* [WRITTEN REQUEST]:
Quote the portion of the listing that begins with the line containing "Wanted | a point on the black" and continues through the end of the listing, reproducing every line verbatim.

[Pointing and labeling entries]
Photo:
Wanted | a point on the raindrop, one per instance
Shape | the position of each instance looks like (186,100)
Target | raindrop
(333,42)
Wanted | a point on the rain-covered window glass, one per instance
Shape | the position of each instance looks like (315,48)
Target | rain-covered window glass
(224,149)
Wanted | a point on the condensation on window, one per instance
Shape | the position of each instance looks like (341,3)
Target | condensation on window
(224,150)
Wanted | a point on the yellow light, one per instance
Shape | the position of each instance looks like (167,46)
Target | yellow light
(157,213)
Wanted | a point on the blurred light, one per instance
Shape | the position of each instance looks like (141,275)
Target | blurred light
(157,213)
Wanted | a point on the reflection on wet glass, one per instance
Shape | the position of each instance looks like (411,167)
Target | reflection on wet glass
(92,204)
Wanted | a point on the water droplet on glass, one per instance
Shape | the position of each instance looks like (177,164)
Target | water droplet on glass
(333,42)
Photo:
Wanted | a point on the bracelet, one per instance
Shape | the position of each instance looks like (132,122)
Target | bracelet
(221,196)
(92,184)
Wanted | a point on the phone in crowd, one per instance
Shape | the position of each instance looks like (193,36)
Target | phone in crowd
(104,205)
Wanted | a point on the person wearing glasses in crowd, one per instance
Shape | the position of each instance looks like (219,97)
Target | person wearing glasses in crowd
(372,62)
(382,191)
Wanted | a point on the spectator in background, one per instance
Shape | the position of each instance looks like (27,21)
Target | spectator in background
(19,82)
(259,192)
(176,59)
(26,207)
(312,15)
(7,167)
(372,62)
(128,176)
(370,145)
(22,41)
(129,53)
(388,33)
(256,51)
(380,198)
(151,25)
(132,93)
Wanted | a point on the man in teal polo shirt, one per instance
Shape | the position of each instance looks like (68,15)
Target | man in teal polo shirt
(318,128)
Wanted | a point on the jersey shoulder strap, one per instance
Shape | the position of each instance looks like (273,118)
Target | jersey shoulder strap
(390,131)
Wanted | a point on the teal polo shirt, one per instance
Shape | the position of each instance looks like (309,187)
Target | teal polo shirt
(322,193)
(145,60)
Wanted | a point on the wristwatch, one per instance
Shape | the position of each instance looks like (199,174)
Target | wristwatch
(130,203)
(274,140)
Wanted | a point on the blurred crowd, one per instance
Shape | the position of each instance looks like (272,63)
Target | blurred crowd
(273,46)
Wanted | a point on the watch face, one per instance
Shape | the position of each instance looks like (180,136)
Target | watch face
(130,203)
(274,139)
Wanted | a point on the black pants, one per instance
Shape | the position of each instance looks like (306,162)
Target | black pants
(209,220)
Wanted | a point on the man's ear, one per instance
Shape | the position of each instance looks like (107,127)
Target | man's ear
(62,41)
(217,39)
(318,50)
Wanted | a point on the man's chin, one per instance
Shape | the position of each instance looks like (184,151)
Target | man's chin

* [ANSWER TO THE EXERCISE]:
Wanted | a point on the black pants, one per instance
Shape | the position of each instance looks like (306,162)
Target | black pants
(209,220)
Wanted | a point on the man's ear, one per instance
Shape | the position of each instance looks like (107,127)
Target | man's ear
(62,41)
(217,39)
(318,50)
Wanted | a point on the man's chin, one per instance
Shape | the position of each instance looks like (184,151)
Target | man's chin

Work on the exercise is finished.